Source material Block Start

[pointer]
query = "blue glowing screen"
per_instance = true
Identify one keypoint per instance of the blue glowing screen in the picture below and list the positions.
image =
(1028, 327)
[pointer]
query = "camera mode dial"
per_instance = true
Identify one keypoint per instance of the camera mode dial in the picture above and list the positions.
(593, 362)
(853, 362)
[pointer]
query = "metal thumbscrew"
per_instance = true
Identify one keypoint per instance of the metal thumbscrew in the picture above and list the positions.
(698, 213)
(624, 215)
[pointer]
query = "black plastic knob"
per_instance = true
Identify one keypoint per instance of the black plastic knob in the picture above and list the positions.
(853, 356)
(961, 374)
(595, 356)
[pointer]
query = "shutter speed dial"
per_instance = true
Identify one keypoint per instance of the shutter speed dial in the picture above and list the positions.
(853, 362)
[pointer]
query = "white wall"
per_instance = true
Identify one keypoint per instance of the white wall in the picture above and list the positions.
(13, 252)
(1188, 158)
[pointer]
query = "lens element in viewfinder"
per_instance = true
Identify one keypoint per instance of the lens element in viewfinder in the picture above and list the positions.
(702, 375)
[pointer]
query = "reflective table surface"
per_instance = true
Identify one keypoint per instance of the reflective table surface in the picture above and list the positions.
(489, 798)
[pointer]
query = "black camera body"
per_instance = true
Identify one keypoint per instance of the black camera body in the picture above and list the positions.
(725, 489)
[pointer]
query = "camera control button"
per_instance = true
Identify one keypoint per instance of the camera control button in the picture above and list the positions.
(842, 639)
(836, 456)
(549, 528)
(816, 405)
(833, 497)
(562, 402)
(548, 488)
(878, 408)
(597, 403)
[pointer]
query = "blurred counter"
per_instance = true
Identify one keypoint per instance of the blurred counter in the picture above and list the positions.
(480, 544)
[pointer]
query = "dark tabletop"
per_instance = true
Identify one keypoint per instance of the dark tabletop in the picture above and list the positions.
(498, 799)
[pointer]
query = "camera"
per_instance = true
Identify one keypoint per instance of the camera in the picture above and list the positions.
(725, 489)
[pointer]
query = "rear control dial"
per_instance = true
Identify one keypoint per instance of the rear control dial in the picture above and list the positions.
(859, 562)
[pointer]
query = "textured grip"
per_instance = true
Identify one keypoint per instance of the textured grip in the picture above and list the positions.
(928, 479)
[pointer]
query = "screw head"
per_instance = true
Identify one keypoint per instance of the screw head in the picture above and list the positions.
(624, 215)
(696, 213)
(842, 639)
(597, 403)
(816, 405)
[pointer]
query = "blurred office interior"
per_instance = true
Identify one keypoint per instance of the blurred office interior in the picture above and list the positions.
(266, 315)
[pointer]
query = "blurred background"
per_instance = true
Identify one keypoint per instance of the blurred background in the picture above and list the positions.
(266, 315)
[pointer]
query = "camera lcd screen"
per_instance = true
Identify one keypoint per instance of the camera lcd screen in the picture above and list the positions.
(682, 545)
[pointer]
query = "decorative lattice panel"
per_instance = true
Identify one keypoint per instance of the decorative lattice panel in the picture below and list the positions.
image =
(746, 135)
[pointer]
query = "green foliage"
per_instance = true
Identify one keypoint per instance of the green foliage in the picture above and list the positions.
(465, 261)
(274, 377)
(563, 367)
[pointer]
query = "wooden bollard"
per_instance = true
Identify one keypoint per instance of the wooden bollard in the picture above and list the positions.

Source material Block End

▶ _Prompt_
When the entries above are retyped, each line must stay exactly as it is.

▶ _Completed exercise_
[pointer]
query = "blue glowing screen"
per_instance = true
Identify one keypoint per instance of the blue glowing screen in the picture below and list the positions.
image =
(1028, 327)
[pointer]
query = "camera mode dial"
per_instance = true
Identify one keypoint per instance of the camera mode dial in the picture above and list the positions.
(593, 362)
(853, 362)
[pointer]
query = "metal thumbscrew"
per_instance = true
Identify one keypoint per instance of the metal thumbscrew in the picture above and list the positions.
(698, 213)
(624, 215)
[pointer]
query = "black plastic knob"
per_instance = true
Identify one keypoint per instance of the black plastic knob in the picture above and list the positions.
(853, 356)
(961, 374)
(595, 356)
[pointer]
query = "shutter speed dial"
per_instance = true
Identify one keypoint per instance of the shutter speed dial in the picture above and list the positions.
(853, 362)
[pointer]
query = "white wall"
per_instance = true
Identify one keypoint per instance of the white wall in the picture above and list the positions.
(13, 252)
(1188, 158)
[pointer]
query = "lens element in viewfinder"
per_instance = true
Identify one keypoint per instance of the lens element in viewfinder in the picture above and list the positions.
(702, 375)
[pointer]
query = "reflective table surface"
per_instance = true
Identify one keypoint per instance of the reflective table surface in the picture above and list the positions.
(489, 798)
[pointer]
query = "black camera body"
per_instance = true
Identify one keypoint per instance of the black camera body in the picture above and list the positions.
(725, 489)
[pointer]
query = "camera control button"
per_instance = true
Identify one keypoint per instance of the camera control button in the picture above and list the positions.
(842, 639)
(836, 456)
(549, 528)
(816, 405)
(833, 497)
(562, 402)
(548, 488)
(878, 408)
(597, 403)
[pointer]
query = "blurred counter"
per_instance = true
Identify one keypoint per instance of the blurred counter in the picture above and list the positions.
(480, 544)
[pointer]
query = "dark tabletop"
per_instance = true
Identify one keypoint per instance of the dark tabletop in the picture above and list the positions.
(498, 799)
[pointer]
query = "camera"
per_instance = true
Identify one keypoint per instance of the camera in the picture above and list the positions.
(725, 489)
[pointer]
query = "rear control dial"
per_instance = true
Identify one keypoint per instance of the rear control dial in the picture above and list the positions.
(859, 562)
[pointer]
query = "textured grip"
per_instance = true
Identify one keypoint per instance of the textured grip in the picture above and list the positions.
(928, 479)
[pointer]
query = "screw head"
per_instance = true
Identify one keypoint per instance of the screw head in the picture above and list the positions.
(624, 215)
(696, 213)
(842, 639)
(597, 403)
(816, 405)
[pointer]
query = "blurred office interior"
per_instance = true
Identify one keypoint per instance of the blurred office interior in the picture above and list the positions.
(266, 315)
[pointer]
query = "blurred background"
per_instance = true
Identify one keypoint per instance of the blurred background in the picture above and list the positions.
(266, 315)
[pointer]
query = "camera lcd screen"
per_instance = true
Identify one keypoint per instance of the camera lcd screen in the picture above and list the positions.
(682, 545)
[pointer]
query = "decorative lattice panel"
per_instance = true
Identify one keypoint per instance of the decorative lattice panel in the picture below and list the positions.
image =
(746, 135)
[pointer]
query = "green foliage"
per_instance = true
Identify one keypoint per instance of the green foliage in the picture above and list the positions.
(465, 261)
(274, 377)
(563, 367)
[pointer]
query = "wooden bollard"
per_instance = true
Identify one keypoint per instance of the wooden bollard in the picture above and list the positions.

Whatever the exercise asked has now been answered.